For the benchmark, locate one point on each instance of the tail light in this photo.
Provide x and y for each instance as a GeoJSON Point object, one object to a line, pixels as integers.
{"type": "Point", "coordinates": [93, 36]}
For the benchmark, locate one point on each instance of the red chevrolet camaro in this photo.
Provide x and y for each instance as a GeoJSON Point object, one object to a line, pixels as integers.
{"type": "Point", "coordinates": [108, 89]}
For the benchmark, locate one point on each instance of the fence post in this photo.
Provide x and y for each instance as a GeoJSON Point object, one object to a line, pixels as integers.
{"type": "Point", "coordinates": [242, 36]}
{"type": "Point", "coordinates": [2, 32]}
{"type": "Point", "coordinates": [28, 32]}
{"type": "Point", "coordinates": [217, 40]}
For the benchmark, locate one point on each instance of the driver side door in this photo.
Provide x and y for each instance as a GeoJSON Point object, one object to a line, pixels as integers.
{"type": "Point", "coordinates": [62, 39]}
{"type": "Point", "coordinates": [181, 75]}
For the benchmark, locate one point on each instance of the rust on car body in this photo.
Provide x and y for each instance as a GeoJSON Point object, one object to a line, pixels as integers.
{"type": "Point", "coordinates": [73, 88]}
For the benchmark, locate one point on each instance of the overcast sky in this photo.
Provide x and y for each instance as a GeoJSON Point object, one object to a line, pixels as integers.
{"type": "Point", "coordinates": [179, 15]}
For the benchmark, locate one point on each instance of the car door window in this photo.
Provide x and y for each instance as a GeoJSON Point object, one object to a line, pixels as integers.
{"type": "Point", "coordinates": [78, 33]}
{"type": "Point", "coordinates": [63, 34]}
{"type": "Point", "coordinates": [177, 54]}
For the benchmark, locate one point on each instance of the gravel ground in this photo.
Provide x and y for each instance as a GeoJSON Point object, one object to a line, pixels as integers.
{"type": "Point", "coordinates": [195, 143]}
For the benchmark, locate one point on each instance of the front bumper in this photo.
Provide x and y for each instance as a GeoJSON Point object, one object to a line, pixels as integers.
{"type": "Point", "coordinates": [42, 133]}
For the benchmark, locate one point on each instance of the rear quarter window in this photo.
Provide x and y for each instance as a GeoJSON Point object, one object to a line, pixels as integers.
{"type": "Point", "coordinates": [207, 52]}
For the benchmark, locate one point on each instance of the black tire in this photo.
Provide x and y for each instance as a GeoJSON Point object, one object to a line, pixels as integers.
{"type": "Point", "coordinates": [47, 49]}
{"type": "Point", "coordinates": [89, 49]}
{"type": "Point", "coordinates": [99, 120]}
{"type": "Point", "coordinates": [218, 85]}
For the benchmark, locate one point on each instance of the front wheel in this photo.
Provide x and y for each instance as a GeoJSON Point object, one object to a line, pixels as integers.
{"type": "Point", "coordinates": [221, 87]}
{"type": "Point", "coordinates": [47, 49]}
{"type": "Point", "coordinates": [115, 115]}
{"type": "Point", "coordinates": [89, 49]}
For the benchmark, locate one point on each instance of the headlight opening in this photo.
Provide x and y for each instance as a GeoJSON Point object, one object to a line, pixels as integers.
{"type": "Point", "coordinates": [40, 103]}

——————————

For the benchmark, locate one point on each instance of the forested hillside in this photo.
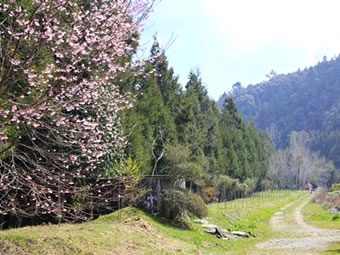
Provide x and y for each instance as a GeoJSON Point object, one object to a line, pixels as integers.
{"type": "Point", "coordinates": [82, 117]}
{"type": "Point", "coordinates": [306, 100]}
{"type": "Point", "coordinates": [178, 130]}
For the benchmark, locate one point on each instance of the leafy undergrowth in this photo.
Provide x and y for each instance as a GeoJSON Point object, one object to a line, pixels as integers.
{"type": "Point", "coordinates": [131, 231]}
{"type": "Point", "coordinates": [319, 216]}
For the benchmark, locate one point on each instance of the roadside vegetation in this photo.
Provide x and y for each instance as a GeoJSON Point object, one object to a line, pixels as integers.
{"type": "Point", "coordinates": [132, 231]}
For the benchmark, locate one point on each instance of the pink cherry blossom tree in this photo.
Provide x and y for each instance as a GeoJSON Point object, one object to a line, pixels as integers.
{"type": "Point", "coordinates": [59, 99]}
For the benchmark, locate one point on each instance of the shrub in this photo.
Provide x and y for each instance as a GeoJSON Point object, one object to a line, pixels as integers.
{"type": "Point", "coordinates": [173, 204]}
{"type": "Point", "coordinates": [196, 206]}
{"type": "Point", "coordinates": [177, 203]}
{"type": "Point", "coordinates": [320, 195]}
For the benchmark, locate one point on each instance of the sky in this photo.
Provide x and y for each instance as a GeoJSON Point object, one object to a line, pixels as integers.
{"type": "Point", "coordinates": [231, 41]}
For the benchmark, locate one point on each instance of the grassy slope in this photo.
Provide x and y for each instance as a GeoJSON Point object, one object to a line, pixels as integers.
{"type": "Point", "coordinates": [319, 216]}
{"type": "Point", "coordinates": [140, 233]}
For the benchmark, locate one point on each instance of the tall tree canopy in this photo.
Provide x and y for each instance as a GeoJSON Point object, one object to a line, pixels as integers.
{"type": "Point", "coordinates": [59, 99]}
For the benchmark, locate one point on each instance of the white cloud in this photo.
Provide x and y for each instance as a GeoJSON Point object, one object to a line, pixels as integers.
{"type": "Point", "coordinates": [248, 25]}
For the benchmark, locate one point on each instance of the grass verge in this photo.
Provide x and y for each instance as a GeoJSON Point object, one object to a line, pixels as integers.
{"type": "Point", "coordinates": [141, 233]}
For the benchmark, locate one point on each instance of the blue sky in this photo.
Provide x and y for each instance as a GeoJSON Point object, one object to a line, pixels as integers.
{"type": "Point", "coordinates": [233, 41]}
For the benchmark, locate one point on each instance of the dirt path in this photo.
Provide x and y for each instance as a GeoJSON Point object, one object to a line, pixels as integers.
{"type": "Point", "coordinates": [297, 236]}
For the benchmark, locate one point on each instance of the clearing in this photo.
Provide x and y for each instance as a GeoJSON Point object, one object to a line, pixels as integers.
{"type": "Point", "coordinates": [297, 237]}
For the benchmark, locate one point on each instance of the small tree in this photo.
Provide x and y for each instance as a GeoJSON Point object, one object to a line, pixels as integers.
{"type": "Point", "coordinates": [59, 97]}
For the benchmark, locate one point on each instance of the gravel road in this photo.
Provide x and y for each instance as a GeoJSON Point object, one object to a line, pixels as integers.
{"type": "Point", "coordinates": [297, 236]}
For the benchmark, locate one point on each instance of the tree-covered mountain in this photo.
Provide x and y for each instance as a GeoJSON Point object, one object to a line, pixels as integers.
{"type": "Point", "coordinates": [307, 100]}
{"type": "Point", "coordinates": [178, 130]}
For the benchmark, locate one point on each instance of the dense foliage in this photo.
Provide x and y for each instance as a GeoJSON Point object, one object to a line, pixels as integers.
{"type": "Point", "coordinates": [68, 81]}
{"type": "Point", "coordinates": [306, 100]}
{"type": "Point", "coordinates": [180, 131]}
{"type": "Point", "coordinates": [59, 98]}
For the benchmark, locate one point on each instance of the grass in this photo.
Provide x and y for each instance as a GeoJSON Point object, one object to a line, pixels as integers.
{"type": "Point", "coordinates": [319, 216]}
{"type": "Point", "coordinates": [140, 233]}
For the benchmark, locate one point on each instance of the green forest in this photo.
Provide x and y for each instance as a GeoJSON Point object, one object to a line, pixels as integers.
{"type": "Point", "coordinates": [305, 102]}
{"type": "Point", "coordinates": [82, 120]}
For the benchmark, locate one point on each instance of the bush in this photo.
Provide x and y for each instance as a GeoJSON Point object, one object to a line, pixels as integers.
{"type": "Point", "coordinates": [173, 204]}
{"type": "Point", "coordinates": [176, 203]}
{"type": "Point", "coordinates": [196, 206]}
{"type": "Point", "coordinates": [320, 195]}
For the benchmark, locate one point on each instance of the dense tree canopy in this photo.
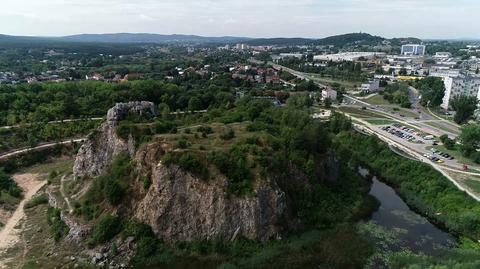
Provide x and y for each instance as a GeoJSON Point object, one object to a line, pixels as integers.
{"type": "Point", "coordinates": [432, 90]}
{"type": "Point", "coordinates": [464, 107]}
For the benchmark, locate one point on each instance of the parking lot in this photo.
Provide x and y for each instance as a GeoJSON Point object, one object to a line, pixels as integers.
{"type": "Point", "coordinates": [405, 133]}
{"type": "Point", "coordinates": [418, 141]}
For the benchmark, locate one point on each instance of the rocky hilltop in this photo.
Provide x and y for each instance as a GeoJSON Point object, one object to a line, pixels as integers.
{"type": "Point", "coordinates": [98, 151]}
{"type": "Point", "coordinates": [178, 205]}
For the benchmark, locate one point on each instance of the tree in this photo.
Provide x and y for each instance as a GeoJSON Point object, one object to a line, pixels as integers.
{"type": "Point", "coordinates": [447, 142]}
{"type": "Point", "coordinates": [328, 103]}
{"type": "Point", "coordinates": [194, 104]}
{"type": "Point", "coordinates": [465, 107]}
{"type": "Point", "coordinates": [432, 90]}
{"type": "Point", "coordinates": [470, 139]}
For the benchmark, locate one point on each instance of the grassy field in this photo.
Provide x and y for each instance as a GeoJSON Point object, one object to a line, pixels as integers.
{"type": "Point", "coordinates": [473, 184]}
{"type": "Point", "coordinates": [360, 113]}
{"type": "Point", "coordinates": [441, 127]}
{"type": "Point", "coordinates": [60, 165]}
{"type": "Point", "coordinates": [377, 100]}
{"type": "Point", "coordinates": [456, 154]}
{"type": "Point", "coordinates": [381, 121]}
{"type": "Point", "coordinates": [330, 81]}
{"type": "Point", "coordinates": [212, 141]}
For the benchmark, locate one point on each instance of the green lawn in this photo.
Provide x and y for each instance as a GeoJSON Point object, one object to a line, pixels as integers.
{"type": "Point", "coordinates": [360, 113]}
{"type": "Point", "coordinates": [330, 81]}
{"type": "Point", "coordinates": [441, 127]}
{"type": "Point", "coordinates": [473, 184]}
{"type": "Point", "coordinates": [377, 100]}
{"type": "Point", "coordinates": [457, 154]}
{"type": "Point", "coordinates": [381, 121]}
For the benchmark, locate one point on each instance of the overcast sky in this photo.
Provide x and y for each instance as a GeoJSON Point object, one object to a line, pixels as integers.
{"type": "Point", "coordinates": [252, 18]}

——————————

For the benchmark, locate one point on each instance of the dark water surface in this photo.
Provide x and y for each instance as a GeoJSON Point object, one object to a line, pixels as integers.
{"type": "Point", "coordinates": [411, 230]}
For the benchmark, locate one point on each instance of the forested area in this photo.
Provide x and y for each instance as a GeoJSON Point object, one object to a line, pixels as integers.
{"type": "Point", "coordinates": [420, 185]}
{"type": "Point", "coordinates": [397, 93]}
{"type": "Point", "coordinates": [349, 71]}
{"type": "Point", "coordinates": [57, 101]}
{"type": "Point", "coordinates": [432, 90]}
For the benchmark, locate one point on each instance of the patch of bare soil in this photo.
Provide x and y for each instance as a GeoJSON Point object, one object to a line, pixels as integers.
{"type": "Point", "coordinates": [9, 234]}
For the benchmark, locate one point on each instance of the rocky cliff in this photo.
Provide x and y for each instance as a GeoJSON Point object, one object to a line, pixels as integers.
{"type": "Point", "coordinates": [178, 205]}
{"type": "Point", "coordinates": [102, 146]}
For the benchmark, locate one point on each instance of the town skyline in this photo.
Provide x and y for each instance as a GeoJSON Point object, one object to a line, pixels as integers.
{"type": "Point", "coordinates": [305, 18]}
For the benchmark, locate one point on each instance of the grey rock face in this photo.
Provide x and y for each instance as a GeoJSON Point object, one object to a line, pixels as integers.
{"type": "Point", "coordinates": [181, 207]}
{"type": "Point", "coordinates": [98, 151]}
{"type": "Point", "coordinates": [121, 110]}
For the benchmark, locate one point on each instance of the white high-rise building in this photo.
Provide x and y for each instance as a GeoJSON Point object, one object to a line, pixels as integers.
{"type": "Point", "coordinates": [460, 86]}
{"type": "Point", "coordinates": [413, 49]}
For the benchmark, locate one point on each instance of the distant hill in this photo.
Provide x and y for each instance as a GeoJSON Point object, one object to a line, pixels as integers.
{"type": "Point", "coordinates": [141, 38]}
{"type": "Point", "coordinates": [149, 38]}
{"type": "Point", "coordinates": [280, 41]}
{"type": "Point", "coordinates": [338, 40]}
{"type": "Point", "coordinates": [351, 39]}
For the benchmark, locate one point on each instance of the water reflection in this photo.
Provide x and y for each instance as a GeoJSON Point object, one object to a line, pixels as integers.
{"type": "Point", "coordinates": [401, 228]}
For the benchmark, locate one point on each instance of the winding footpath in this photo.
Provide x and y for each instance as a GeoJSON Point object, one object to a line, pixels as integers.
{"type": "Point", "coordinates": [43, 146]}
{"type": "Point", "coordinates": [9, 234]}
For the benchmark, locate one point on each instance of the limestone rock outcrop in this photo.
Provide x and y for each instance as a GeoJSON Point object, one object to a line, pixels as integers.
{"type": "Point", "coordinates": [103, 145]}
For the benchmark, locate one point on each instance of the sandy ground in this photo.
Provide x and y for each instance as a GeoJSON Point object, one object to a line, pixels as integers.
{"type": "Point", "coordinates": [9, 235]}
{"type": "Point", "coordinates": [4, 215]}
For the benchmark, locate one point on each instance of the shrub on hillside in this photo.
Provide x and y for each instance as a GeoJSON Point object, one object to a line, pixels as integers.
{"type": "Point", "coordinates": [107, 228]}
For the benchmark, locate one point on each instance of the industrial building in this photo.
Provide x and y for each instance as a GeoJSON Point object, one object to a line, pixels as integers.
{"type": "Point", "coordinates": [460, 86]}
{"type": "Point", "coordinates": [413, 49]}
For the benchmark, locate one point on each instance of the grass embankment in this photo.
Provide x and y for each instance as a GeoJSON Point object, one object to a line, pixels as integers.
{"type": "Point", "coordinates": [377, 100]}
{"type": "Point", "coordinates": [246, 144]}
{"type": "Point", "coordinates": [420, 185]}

——————————

EXERCISE -> State how many lines of the entries above contain the word "ground", giving only the number.

TASK RESPONSE -> 2